Records taken from a collection

►

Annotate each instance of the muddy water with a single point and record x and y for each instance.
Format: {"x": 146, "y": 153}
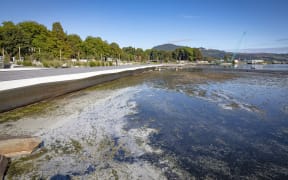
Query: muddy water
{"x": 168, "y": 124}
{"x": 216, "y": 125}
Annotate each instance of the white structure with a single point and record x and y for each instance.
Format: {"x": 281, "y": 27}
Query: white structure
{"x": 255, "y": 61}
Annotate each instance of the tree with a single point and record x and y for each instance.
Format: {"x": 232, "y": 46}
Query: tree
{"x": 75, "y": 42}
{"x": 11, "y": 38}
{"x": 60, "y": 44}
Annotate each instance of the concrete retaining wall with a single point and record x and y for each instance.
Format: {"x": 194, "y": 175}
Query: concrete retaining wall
{"x": 13, "y": 98}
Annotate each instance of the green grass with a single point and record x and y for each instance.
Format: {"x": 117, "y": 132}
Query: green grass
{"x": 33, "y": 109}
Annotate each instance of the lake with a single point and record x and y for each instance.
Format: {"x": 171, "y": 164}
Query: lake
{"x": 174, "y": 123}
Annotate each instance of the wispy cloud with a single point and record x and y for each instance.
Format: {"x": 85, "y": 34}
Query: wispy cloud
{"x": 190, "y": 16}
{"x": 282, "y": 40}
{"x": 180, "y": 40}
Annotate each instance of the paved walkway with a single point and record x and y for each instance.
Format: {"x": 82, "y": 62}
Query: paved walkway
{"x": 17, "y": 79}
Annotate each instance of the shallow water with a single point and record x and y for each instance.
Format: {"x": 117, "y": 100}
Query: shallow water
{"x": 168, "y": 124}
{"x": 221, "y": 128}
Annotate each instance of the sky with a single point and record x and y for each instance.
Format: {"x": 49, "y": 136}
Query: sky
{"x": 231, "y": 25}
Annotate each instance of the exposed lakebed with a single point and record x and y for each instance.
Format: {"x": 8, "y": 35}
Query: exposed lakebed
{"x": 170, "y": 124}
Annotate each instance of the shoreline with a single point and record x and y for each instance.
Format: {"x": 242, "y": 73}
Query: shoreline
{"x": 18, "y": 93}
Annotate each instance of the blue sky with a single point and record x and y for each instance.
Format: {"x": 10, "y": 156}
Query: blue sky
{"x": 217, "y": 24}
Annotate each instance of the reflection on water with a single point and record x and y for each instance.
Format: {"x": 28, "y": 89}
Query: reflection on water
{"x": 216, "y": 125}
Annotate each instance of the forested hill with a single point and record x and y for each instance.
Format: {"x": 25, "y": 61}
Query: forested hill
{"x": 166, "y": 47}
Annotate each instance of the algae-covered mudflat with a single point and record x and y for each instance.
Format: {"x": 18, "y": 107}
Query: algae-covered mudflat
{"x": 171, "y": 124}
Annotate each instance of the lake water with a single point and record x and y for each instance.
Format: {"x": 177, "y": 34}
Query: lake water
{"x": 222, "y": 128}
{"x": 196, "y": 123}
{"x": 273, "y": 67}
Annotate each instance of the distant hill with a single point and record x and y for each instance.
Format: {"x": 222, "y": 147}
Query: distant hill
{"x": 214, "y": 53}
{"x": 219, "y": 54}
{"x": 166, "y": 47}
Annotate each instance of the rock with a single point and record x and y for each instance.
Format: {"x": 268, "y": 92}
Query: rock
{"x": 3, "y": 166}
{"x": 18, "y": 146}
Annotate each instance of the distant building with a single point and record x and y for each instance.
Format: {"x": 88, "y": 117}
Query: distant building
{"x": 255, "y": 61}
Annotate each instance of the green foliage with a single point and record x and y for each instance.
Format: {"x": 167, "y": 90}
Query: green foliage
{"x": 27, "y": 63}
{"x": 36, "y": 42}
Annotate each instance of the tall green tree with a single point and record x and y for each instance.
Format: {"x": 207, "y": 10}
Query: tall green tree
{"x": 75, "y": 42}
{"x": 11, "y": 38}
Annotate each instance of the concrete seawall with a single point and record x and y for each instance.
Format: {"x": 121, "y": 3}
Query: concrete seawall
{"x": 21, "y": 96}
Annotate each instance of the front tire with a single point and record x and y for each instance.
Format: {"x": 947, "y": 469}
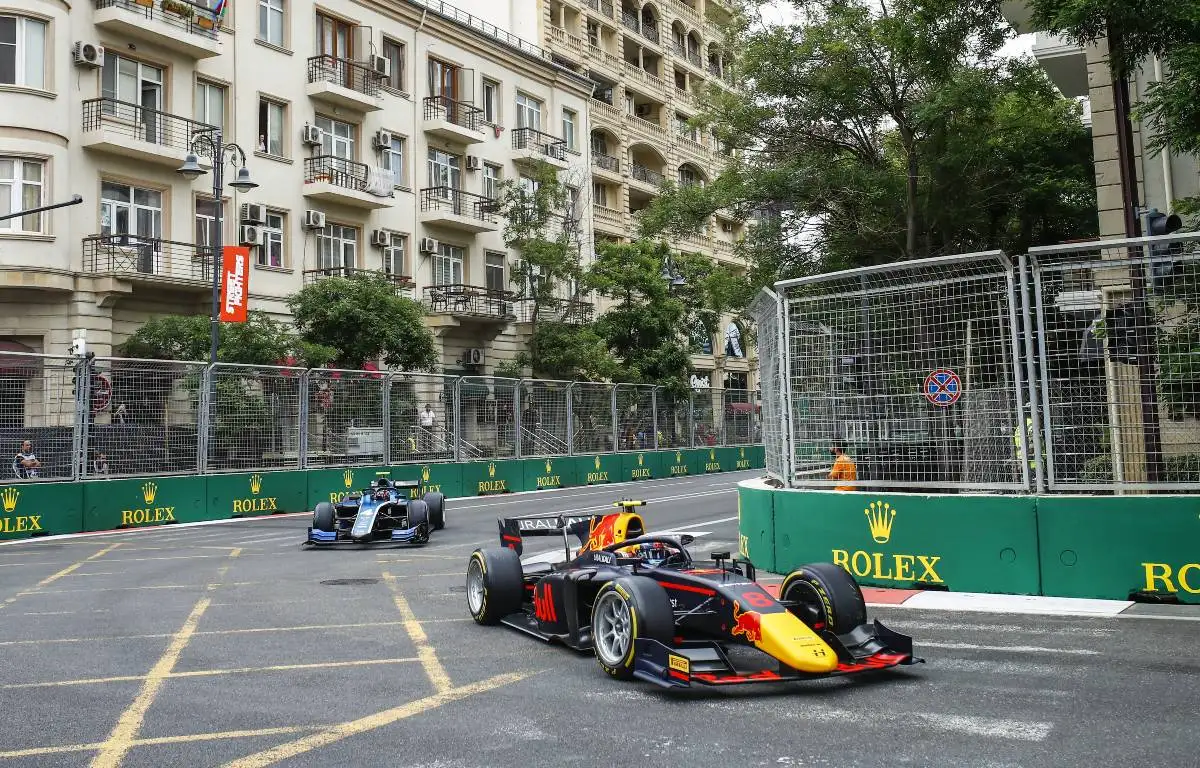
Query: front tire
{"x": 625, "y": 610}
{"x": 495, "y": 585}
{"x": 828, "y": 598}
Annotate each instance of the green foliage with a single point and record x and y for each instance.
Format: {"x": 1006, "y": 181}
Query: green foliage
{"x": 364, "y": 319}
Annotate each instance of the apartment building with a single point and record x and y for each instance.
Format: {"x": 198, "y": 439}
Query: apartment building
{"x": 377, "y": 132}
{"x": 1078, "y": 72}
{"x": 646, "y": 61}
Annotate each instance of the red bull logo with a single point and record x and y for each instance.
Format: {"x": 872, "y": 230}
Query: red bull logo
{"x": 748, "y": 623}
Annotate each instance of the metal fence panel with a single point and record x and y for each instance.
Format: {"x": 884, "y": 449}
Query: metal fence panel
{"x": 487, "y": 426}
{"x": 144, "y": 418}
{"x": 253, "y": 421}
{"x": 635, "y": 417}
{"x": 544, "y": 417}
{"x": 1117, "y": 334}
{"x": 911, "y": 365}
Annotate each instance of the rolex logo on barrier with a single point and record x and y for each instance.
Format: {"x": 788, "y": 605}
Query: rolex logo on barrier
{"x": 17, "y": 523}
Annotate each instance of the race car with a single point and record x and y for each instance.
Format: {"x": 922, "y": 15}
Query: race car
{"x": 384, "y": 511}
{"x": 651, "y": 612}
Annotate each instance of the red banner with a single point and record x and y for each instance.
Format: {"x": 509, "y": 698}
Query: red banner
{"x": 234, "y": 283}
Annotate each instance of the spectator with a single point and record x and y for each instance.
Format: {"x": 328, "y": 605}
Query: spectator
{"x": 25, "y": 463}
{"x": 844, "y": 467}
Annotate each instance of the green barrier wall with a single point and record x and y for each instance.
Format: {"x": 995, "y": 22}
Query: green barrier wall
{"x": 1114, "y": 546}
{"x": 37, "y": 509}
{"x": 259, "y": 493}
{"x": 141, "y": 502}
{"x": 960, "y": 543}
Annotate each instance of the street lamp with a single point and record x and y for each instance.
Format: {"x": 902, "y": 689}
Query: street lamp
{"x": 191, "y": 169}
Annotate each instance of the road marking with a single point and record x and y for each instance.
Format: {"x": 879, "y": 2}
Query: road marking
{"x": 433, "y": 669}
{"x": 335, "y": 733}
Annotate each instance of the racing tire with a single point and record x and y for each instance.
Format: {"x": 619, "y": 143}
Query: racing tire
{"x": 437, "y": 504}
{"x": 625, "y": 610}
{"x": 324, "y": 517}
{"x": 828, "y": 597}
{"x": 495, "y": 585}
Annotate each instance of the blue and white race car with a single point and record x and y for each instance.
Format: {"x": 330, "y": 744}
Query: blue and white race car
{"x": 384, "y": 511}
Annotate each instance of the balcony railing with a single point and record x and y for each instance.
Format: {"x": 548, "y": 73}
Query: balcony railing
{"x": 460, "y": 299}
{"x": 143, "y": 124}
{"x": 545, "y": 143}
{"x": 129, "y": 253}
{"x": 456, "y": 112}
{"x": 195, "y": 23}
{"x": 349, "y": 174}
{"x": 460, "y": 203}
{"x": 352, "y": 75}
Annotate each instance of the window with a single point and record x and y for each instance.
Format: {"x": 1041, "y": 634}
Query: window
{"x": 336, "y": 137}
{"x": 270, "y": 127}
{"x": 270, "y": 22}
{"x": 22, "y": 187}
{"x": 22, "y": 52}
{"x": 448, "y": 264}
{"x": 394, "y": 53}
{"x": 271, "y": 253}
{"x": 337, "y": 247}
{"x": 528, "y": 112}
{"x": 493, "y": 268}
{"x": 491, "y": 101}
{"x": 210, "y": 103}
{"x": 569, "y": 121}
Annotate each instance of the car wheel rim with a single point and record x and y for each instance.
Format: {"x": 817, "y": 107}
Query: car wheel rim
{"x": 474, "y": 587}
{"x": 612, "y": 629}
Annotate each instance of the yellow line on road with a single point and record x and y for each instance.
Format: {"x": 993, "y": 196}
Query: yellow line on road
{"x": 433, "y": 667}
{"x": 335, "y": 733}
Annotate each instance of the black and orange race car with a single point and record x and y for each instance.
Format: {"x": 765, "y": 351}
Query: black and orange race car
{"x": 648, "y": 611}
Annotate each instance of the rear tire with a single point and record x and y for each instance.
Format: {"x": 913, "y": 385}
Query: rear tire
{"x": 324, "y": 517}
{"x": 495, "y": 585}
{"x": 625, "y": 610}
{"x": 828, "y": 597}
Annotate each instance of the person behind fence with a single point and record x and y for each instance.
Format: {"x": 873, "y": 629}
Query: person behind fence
{"x": 844, "y": 468}
{"x": 25, "y": 463}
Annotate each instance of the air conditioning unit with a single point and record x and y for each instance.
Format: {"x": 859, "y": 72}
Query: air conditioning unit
{"x": 88, "y": 54}
{"x": 253, "y": 214}
{"x": 311, "y": 136}
{"x": 250, "y": 235}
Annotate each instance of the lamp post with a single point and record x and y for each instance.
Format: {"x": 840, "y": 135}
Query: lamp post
{"x": 191, "y": 169}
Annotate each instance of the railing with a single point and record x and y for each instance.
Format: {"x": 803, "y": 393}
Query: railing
{"x": 460, "y": 299}
{"x": 456, "y": 112}
{"x": 129, "y": 253}
{"x": 143, "y": 124}
{"x": 195, "y": 24}
{"x": 352, "y": 75}
{"x": 460, "y": 203}
{"x": 545, "y": 143}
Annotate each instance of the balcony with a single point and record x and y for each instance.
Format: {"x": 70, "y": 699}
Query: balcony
{"x": 175, "y": 25}
{"x": 145, "y": 135}
{"x": 471, "y": 303}
{"x": 453, "y": 120}
{"x": 402, "y": 283}
{"x": 343, "y": 83}
{"x": 534, "y": 145}
{"x": 347, "y": 183}
{"x": 149, "y": 261}
{"x": 455, "y": 209}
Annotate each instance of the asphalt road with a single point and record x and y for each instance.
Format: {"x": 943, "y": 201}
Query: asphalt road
{"x": 226, "y": 645}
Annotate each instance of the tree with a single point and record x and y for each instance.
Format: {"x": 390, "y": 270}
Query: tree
{"x": 363, "y": 319}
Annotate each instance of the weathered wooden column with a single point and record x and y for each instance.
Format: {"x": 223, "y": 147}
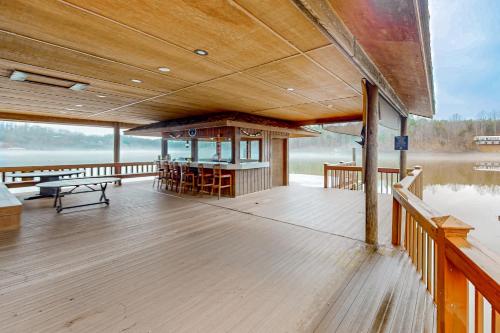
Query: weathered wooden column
{"x": 164, "y": 147}
{"x": 116, "y": 150}
{"x": 402, "y": 153}
{"x": 235, "y": 145}
{"x": 194, "y": 150}
{"x": 371, "y": 164}
{"x": 116, "y": 143}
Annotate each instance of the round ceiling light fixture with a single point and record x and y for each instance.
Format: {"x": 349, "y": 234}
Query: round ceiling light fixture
{"x": 201, "y": 52}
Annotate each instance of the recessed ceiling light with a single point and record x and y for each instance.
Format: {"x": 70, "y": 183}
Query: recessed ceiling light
{"x": 18, "y": 76}
{"x": 200, "y": 52}
{"x": 79, "y": 86}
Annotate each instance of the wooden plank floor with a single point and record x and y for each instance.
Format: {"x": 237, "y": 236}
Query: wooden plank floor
{"x": 153, "y": 262}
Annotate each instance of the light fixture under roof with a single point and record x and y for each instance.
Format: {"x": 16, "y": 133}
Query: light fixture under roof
{"x": 79, "y": 86}
{"x": 18, "y": 76}
{"x": 201, "y": 52}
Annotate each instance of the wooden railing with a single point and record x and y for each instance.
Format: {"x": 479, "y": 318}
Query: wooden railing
{"x": 347, "y": 176}
{"x": 447, "y": 259}
{"x": 120, "y": 170}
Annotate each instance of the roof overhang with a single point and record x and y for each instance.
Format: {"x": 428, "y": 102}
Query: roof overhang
{"x": 300, "y": 61}
{"x": 228, "y": 119}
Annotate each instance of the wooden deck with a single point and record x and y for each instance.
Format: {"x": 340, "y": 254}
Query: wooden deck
{"x": 285, "y": 260}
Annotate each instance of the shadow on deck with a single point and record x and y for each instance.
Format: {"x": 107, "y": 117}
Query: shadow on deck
{"x": 284, "y": 260}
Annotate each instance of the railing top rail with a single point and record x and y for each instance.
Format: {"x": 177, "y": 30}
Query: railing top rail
{"x": 69, "y": 166}
{"x": 478, "y": 264}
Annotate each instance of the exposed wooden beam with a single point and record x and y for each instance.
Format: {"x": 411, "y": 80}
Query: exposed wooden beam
{"x": 60, "y": 120}
{"x": 331, "y": 120}
{"x": 402, "y": 153}
{"x": 321, "y": 14}
{"x": 371, "y": 165}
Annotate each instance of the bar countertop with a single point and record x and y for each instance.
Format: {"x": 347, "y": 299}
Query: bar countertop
{"x": 228, "y": 166}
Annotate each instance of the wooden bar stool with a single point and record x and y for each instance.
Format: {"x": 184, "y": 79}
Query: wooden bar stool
{"x": 187, "y": 179}
{"x": 218, "y": 182}
{"x": 175, "y": 177}
{"x": 160, "y": 173}
{"x": 204, "y": 179}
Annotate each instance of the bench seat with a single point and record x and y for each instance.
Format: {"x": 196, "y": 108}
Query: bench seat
{"x": 10, "y": 210}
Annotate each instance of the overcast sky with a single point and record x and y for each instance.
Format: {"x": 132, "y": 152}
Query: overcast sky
{"x": 465, "y": 42}
{"x": 465, "y": 45}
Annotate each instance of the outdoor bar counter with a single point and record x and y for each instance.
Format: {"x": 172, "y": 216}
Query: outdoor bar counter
{"x": 253, "y": 149}
{"x": 227, "y": 166}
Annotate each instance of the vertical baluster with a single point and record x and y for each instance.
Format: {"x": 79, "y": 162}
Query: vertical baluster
{"x": 495, "y": 321}
{"x": 429, "y": 262}
{"x": 406, "y": 231}
{"x": 434, "y": 270}
{"x": 412, "y": 243}
{"x": 419, "y": 247}
{"x": 478, "y": 312}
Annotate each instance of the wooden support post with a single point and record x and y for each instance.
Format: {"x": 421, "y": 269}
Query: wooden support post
{"x": 371, "y": 164}
{"x": 116, "y": 146}
{"x": 452, "y": 293}
{"x": 194, "y": 150}
{"x": 235, "y": 145}
{"x": 325, "y": 175}
{"x": 396, "y": 222}
{"x": 286, "y": 163}
{"x": 164, "y": 147}
{"x": 116, "y": 150}
{"x": 402, "y": 153}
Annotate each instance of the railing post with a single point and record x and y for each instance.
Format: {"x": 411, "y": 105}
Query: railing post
{"x": 396, "y": 221}
{"x": 452, "y": 294}
{"x": 325, "y": 175}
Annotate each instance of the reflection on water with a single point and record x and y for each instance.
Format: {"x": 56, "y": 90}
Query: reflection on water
{"x": 453, "y": 184}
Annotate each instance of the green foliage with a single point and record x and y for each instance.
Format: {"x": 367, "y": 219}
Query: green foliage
{"x": 44, "y": 138}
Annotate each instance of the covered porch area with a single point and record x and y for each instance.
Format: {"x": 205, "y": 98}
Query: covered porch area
{"x": 158, "y": 262}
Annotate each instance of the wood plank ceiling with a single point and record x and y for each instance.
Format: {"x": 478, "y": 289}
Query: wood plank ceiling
{"x": 256, "y": 51}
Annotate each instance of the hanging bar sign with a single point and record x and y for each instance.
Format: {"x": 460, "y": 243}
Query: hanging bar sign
{"x": 401, "y": 142}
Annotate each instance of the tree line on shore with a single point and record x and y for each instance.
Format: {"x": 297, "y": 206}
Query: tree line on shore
{"x": 27, "y": 136}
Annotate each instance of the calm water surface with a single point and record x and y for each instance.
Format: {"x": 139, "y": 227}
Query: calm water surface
{"x": 452, "y": 185}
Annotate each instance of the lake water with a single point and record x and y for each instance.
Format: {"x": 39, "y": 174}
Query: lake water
{"x": 451, "y": 183}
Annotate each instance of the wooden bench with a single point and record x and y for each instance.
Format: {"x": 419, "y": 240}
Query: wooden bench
{"x": 10, "y": 210}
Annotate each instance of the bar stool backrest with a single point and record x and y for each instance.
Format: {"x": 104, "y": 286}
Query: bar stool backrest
{"x": 217, "y": 170}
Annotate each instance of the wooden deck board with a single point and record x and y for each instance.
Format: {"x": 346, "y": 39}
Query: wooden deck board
{"x": 155, "y": 262}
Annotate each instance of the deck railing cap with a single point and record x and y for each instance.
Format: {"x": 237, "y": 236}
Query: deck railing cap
{"x": 450, "y": 222}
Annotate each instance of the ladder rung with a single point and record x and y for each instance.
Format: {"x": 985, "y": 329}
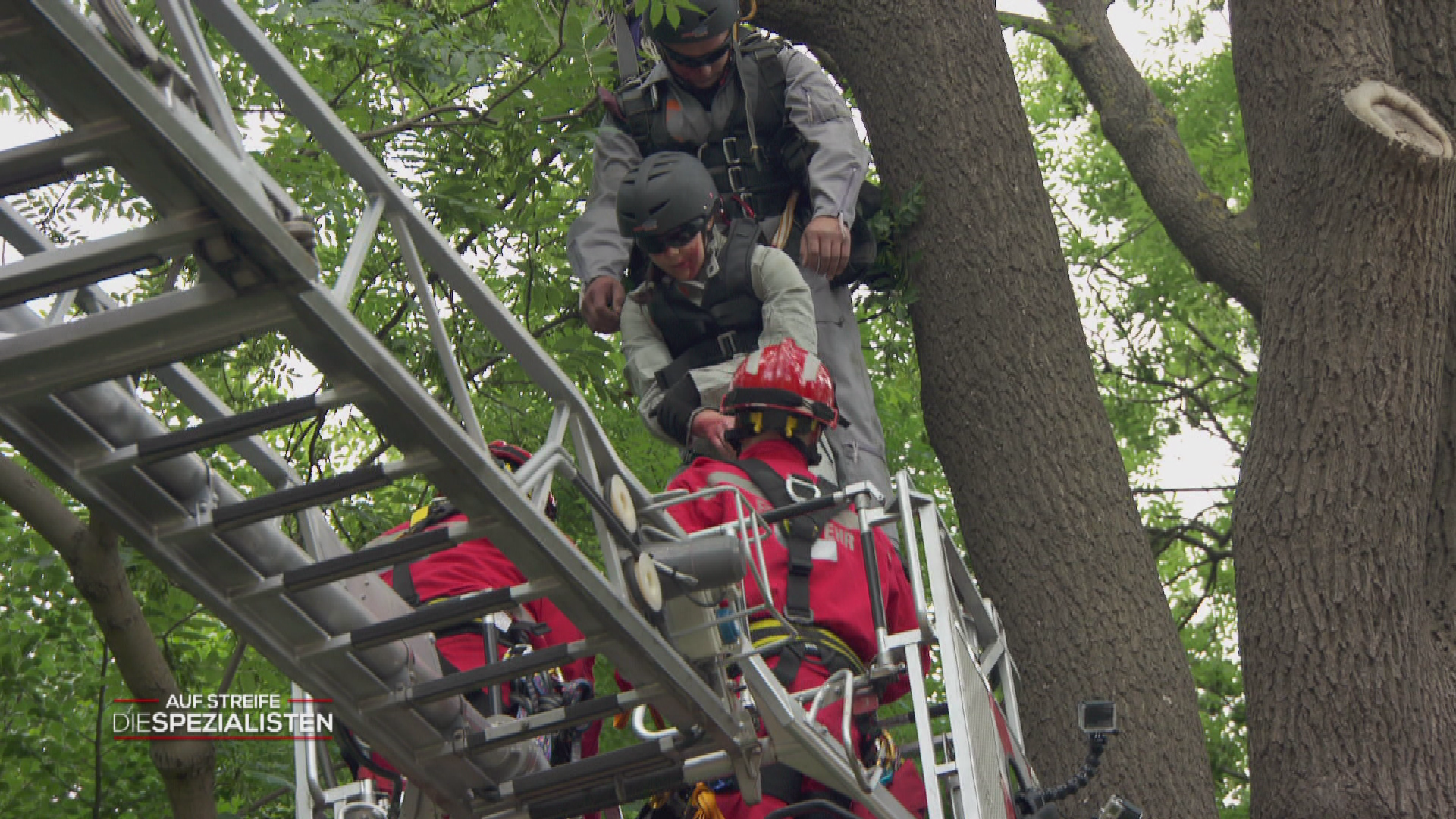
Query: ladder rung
{"x": 318, "y": 493}
{"x": 495, "y": 673}
{"x": 444, "y": 615}
{"x": 619, "y": 790}
{"x": 57, "y": 158}
{"x": 634, "y": 757}
{"x": 88, "y": 262}
{"x": 212, "y": 433}
{"x": 117, "y": 343}
{"x": 557, "y": 719}
{"x": 235, "y": 428}
{"x": 410, "y": 547}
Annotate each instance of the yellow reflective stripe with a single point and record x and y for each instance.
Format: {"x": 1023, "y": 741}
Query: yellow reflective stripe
{"x": 807, "y": 634}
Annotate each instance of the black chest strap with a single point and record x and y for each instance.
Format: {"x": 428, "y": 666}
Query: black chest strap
{"x": 800, "y": 534}
{"x": 730, "y": 319}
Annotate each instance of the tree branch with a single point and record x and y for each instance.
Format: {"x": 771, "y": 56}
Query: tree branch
{"x": 188, "y": 768}
{"x": 1220, "y": 246}
{"x": 1059, "y": 36}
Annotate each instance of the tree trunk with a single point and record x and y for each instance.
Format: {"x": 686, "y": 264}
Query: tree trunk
{"x": 1011, "y": 401}
{"x": 1219, "y": 246}
{"x": 1423, "y": 39}
{"x": 188, "y": 768}
{"x": 1348, "y": 710}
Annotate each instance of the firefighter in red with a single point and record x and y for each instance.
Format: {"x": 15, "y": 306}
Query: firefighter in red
{"x": 783, "y": 400}
{"x": 478, "y": 566}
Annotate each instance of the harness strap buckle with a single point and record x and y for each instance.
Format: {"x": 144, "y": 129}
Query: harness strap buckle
{"x": 736, "y": 183}
{"x": 731, "y": 155}
{"x": 728, "y": 344}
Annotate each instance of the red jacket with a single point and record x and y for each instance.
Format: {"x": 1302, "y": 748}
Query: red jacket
{"x": 476, "y": 566}
{"x": 839, "y": 591}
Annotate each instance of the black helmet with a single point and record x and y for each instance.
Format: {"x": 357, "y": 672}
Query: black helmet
{"x": 715, "y": 18}
{"x": 664, "y": 193}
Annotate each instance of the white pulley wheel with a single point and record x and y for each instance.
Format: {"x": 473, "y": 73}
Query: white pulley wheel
{"x": 648, "y": 583}
{"x": 620, "y": 500}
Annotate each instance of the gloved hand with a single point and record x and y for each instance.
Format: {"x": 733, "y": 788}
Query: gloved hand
{"x": 601, "y": 303}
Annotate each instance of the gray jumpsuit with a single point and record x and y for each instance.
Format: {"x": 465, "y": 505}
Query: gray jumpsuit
{"x": 835, "y": 175}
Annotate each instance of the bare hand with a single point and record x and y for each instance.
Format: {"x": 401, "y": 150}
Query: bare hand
{"x": 603, "y": 302}
{"x": 714, "y": 426}
{"x": 824, "y": 248}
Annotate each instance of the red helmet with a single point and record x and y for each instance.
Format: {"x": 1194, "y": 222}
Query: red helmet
{"x": 513, "y": 458}
{"x": 785, "y": 378}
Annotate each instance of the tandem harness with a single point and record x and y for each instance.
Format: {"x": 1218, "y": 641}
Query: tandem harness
{"x": 726, "y": 324}
{"x": 800, "y": 535}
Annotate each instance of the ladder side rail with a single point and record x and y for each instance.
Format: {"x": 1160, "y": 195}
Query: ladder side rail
{"x": 910, "y": 504}
{"x": 924, "y": 730}
{"x": 954, "y": 670}
{"x": 319, "y": 538}
{"x": 989, "y": 634}
{"x": 188, "y": 39}
{"x": 400, "y": 733}
{"x": 79, "y": 60}
{"x": 364, "y": 234}
{"x": 115, "y": 413}
{"x": 444, "y": 349}
{"x": 351, "y": 354}
{"x": 906, "y": 504}
{"x": 987, "y": 630}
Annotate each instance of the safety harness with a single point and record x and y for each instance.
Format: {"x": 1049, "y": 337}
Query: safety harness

◄

■ Exercise: Rewrite the part of the listing that opens with the line containing "Annotate each instance of the gray" and runs through the end of the listing, changing each "harness" to "rig" and keeping every other word the same.

■ Solution to the problem:
Annotate each instance of the gray jumpsuit with a single point and record x and y for each instance.
Format: {"x": 465, "y": 505}
Query: gray jumpsuit
{"x": 835, "y": 175}
Annotate each instance of the bare hand with a single point and record x and y for each instance.
Format: {"x": 401, "y": 150}
Query: bare hand
{"x": 603, "y": 302}
{"x": 714, "y": 426}
{"x": 824, "y": 248}
Annotate each instance of the red helmet with a single point and record x and y for each instance.
Format: {"x": 1194, "y": 222}
Query: red helmet
{"x": 513, "y": 458}
{"x": 785, "y": 378}
Annotate each instance of the tandem rig with a single point and record x and y for each instance.
Format: {"x": 1218, "y": 641}
Query: tandem rig
{"x": 726, "y": 324}
{"x": 800, "y": 535}
Annotate each instance of the ladder side rail with a single point and record x and y for each instance.
Format: {"x": 1160, "y": 195}
Query: ladder side rail
{"x": 910, "y": 504}
{"x": 924, "y": 730}
{"x": 954, "y": 670}
{"x": 319, "y": 538}
{"x": 989, "y": 634}
{"x": 188, "y": 39}
{"x": 400, "y": 733}
{"x": 79, "y": 60}
{"x": 364, "y": 234}
{"x": 115, "y": 413}
{"x": 444, "y": 349}
{"x": 351, "y": 354}
{"x": 906, "y": 504}
{"x": 987, "y": 630}
Annotate each instance of the safety rig with a single point and record x and y for each instance.
Format: {"x": 1049, "y": 337}
Query: safety rig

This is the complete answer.